Gezeigter Auszug:
========
Ich möchte an den folgenden Grundsatz erinnern - der Herr Minister hat schon einen kleinen Schlenker gemacht -, den wir alle nicht aus den Augen verlieren dürfen. Dieser Grundsatz lautet: Wer Rechte hat, hat auch Pflichten. - Auch und gerade Kinder müssen lernen, Pflichten gegenüber anderen Mitmenschen, insbesondere älteren Mitmenschen, einzulösen. Meiner Ansicht nach entwickeln wir uns zu einer Gesellschaft, in der nur noch die Ansprüche an andere im Vordergrund stehen.

Deshalb, meine Damen und Herren, bitte ich um Zustimmung zu unserem Alternativantrag. - Herzlichen Dank.

(Beifall bei der CDU)

Danke schön, Herr Kollege Güssau. - Als Nächste spricht für die Fraktion DIE LINKE in der Debatte Frau Abgeordnete Bull.

Herr Präsident! Meine Damen und Herren! Ich finde das Anliegen, die UN-Kinderrechtskonvention hier in das Zentrum zu rücken, durchaus berechtigt; denn nach meinem Eindruck ist sie deutlich weniger in der gesellschaftlichen Debatte als beispielsweise die Behindertenrechtskonvention. Das finde ich ein bisschen schade.
========
Bereitgestellte Daten:
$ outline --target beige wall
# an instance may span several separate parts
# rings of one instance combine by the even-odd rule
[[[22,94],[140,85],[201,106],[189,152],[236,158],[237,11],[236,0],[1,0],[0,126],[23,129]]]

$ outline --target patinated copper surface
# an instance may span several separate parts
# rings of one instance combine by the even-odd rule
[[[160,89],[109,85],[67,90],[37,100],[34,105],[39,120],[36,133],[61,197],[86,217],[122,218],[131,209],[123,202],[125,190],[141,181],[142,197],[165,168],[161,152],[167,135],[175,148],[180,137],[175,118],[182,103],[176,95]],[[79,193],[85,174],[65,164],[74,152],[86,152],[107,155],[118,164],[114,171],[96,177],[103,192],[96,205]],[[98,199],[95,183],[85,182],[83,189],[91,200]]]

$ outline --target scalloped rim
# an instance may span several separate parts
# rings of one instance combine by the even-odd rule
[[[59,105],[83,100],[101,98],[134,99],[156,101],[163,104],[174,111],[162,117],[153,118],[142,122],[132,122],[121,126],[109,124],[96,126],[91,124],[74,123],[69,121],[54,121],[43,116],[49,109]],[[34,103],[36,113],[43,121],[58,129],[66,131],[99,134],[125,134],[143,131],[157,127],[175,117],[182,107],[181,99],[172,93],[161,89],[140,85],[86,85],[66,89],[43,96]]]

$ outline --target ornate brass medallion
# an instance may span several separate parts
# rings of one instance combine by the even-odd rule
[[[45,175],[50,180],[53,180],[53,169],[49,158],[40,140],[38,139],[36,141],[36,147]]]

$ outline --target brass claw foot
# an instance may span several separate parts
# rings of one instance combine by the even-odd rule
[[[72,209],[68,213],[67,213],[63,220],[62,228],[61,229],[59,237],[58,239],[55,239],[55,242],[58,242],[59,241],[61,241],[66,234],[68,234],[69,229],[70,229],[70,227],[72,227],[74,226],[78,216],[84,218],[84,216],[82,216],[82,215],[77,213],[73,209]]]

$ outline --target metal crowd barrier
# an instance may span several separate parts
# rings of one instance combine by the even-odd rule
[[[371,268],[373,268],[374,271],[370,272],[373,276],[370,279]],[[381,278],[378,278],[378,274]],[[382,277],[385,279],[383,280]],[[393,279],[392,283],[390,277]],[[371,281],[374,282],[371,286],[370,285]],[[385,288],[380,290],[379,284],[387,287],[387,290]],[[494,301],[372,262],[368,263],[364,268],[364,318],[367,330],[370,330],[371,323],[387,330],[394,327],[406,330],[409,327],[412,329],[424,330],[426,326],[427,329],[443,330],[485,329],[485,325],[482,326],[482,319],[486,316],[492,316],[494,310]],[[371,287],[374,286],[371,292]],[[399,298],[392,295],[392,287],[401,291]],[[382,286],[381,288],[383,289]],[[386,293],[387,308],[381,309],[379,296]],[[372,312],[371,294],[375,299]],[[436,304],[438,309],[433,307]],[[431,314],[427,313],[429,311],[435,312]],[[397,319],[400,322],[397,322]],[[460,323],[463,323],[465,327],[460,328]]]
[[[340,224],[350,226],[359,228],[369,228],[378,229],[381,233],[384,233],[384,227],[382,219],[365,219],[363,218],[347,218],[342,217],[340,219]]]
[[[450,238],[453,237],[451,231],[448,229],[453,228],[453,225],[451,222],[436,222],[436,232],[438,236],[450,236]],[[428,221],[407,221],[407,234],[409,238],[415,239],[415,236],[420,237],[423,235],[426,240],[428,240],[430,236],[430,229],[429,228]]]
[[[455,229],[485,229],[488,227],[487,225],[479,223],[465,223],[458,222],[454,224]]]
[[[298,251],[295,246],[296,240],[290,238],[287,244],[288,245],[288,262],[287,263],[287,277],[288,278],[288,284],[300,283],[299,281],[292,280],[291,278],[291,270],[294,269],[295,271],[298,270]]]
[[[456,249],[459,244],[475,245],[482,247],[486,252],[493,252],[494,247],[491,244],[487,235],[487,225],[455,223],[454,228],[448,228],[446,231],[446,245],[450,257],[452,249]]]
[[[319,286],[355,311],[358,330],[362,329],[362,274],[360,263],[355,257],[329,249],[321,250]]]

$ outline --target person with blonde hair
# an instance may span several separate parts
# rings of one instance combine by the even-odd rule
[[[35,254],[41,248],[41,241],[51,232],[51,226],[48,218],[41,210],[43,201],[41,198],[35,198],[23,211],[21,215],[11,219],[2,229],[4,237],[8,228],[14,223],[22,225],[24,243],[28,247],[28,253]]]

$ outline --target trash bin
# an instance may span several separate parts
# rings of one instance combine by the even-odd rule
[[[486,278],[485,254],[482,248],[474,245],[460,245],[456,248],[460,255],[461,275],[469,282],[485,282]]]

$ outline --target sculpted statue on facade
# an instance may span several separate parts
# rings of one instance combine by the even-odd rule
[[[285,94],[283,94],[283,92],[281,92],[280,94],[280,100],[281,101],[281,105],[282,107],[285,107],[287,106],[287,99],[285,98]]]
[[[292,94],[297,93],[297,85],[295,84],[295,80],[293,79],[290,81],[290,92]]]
========
Fasse den Debattenauszug bitte in zwei Sätzen zusammen.

Herr Güssau erinnert an den Grundsatz, dass wer Rechte hat, auch Pflichten hat, und dass gerade Kinder Pflichten gegenüber anderen, insbesondere älteren Mitmenschen lernen müssen; er bittet um Zustimmung zum Alternativantrag. Danach spricht Frau Bull für die Fraktion DIE LINKE und hält es für berechtigt, die UN-Kinderrechtskonvention ins Zentrum zu rücken, da diese nach ihrem Eindruck deutlich weniger in der gesellschaftlichen Debatte ist als die Behindertenrechtskonvention.